◆ Problem statement ◆
Please gather every line of the items below that contains the string "trash", matching case exactly, and copy each one.
-- Begin Source material --
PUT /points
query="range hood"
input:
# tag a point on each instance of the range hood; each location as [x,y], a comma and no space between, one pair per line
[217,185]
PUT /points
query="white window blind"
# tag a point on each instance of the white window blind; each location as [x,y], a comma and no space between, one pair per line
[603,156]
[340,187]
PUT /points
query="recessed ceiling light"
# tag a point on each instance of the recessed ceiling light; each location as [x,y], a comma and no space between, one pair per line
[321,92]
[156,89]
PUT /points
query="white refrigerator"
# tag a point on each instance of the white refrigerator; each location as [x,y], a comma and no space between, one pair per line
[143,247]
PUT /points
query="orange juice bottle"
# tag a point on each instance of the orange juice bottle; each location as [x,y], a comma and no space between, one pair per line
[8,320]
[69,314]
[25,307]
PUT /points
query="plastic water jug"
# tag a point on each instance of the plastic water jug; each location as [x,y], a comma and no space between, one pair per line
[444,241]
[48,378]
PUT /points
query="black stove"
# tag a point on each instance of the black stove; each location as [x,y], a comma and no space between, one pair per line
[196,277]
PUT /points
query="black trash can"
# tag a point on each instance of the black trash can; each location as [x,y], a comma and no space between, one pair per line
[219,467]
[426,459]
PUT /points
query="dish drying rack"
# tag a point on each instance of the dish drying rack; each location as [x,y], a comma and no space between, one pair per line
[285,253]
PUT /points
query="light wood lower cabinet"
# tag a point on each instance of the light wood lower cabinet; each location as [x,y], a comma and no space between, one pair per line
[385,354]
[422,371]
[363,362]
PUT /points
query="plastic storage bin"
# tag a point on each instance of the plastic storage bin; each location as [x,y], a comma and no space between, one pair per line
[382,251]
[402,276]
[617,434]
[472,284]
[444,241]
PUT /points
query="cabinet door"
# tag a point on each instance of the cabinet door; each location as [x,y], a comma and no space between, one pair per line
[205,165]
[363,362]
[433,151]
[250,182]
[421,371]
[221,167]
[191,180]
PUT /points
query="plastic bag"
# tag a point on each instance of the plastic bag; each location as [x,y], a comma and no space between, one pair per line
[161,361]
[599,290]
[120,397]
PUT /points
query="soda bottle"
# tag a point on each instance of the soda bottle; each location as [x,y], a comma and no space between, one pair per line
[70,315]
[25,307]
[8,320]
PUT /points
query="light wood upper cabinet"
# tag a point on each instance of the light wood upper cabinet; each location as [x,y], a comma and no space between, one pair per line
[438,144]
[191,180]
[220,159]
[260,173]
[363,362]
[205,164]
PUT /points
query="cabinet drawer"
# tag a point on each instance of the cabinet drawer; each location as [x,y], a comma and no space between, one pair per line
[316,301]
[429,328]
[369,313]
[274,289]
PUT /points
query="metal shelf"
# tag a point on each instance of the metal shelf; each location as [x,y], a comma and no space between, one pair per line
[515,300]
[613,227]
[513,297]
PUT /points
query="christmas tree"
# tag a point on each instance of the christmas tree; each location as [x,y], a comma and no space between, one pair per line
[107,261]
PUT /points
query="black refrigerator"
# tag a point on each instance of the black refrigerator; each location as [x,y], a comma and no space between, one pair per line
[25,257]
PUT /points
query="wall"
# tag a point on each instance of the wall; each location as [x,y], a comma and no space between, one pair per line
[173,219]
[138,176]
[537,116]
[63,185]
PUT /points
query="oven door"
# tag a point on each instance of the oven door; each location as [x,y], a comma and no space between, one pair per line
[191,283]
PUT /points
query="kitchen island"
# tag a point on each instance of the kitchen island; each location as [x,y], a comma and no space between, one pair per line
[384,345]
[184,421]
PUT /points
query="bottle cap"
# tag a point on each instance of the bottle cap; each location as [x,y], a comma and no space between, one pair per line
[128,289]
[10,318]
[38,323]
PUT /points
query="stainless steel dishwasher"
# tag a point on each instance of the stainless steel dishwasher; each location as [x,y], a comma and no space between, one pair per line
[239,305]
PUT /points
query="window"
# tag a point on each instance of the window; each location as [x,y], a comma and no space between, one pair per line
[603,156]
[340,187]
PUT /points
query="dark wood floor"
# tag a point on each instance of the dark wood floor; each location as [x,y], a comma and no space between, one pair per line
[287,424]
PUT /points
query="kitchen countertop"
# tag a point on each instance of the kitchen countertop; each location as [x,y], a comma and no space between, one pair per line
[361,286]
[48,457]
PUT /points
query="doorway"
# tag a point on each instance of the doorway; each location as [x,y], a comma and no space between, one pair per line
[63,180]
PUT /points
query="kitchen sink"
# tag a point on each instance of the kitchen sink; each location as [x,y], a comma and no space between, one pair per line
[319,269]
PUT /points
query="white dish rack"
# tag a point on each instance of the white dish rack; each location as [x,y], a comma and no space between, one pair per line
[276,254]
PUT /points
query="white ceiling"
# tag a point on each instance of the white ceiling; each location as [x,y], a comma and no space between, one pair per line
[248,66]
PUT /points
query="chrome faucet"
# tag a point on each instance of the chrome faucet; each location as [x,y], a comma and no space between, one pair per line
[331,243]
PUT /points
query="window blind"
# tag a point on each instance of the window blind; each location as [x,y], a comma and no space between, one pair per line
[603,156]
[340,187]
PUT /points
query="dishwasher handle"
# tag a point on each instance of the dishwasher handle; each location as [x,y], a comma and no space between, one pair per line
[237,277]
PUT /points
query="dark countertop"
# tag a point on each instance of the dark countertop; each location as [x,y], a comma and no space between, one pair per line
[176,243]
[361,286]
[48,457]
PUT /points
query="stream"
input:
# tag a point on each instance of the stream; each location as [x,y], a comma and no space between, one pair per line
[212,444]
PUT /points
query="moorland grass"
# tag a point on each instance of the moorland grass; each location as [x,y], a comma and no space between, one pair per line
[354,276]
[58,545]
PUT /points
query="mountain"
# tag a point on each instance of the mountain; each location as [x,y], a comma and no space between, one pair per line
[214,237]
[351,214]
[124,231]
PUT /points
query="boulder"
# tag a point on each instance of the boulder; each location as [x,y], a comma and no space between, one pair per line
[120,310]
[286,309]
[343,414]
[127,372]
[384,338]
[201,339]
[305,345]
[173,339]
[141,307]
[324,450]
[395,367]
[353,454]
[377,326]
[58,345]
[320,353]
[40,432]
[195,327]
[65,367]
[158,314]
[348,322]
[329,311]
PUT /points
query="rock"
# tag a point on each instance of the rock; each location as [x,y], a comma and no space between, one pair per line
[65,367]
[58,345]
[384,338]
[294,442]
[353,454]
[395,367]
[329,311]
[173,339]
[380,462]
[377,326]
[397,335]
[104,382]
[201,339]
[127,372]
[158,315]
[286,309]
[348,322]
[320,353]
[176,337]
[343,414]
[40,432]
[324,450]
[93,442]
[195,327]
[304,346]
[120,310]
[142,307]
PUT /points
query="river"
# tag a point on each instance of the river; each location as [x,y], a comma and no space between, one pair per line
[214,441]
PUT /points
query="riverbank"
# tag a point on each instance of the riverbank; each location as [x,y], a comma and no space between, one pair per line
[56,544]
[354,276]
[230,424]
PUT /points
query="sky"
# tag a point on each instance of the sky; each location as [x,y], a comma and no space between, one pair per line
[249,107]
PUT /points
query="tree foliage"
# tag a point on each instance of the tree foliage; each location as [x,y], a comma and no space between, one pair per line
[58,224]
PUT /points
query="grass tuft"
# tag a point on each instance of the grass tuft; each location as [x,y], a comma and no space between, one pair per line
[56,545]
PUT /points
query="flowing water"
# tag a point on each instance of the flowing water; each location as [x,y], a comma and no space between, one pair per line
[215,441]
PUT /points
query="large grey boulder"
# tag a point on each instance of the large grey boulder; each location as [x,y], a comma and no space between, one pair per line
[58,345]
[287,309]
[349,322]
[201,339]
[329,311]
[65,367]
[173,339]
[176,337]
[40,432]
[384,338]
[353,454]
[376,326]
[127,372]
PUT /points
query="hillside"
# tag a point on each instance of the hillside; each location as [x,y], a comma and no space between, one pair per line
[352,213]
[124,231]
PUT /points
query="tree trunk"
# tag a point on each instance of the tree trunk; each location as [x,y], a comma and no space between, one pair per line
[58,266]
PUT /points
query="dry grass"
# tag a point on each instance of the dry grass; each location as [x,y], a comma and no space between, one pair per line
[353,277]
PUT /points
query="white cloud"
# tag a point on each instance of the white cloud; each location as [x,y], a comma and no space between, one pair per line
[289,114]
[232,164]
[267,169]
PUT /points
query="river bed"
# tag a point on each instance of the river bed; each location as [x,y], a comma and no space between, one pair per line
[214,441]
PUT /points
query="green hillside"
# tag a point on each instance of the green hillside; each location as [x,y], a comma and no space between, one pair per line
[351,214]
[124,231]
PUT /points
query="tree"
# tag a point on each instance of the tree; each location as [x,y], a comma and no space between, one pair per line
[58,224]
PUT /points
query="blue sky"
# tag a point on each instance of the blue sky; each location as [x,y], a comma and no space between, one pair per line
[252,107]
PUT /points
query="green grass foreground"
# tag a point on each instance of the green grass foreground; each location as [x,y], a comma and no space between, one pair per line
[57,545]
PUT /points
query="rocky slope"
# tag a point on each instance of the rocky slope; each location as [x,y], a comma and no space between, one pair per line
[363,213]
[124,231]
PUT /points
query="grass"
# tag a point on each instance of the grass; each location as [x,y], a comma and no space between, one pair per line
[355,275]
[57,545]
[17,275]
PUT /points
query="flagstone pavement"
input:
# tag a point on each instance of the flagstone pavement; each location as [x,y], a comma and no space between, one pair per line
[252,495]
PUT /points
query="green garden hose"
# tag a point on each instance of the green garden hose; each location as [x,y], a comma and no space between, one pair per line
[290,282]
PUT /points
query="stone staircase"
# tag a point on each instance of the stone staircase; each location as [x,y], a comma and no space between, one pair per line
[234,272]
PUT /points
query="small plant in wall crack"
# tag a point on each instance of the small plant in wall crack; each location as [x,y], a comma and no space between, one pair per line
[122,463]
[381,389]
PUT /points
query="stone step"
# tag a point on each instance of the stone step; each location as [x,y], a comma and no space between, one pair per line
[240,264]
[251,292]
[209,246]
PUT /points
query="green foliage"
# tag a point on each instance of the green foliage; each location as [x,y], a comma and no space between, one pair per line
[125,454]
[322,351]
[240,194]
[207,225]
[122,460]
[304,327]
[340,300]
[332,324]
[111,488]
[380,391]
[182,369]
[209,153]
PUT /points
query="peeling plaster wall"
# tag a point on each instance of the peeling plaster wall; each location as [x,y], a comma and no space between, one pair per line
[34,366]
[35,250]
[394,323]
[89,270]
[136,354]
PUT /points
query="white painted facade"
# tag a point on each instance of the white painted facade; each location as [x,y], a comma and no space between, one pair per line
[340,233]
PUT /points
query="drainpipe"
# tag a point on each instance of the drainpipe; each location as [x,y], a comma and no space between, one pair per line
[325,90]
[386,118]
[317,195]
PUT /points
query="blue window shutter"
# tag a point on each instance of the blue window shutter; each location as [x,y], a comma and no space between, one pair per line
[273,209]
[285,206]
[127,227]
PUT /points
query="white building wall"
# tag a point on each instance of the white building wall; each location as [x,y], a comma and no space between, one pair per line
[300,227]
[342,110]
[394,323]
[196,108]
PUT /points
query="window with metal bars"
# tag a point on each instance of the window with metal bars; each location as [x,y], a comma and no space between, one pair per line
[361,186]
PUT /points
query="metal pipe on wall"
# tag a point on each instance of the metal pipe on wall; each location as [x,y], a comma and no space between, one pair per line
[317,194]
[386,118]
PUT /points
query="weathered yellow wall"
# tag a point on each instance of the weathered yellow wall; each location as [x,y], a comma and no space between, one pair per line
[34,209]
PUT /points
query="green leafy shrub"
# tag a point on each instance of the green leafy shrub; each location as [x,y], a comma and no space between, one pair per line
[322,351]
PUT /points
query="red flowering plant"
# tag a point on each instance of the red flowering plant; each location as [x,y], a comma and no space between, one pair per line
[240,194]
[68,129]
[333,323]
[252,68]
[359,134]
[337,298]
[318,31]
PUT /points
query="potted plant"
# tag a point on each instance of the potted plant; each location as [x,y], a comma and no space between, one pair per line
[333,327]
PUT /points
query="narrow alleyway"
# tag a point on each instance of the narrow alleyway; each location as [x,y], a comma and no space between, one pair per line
-- End Source material --
◆ Finished exercise ◆
query="black trash can"
# tag a point on each instance of the black trash can; each location as [x,y], a comma and no space between, one pair per line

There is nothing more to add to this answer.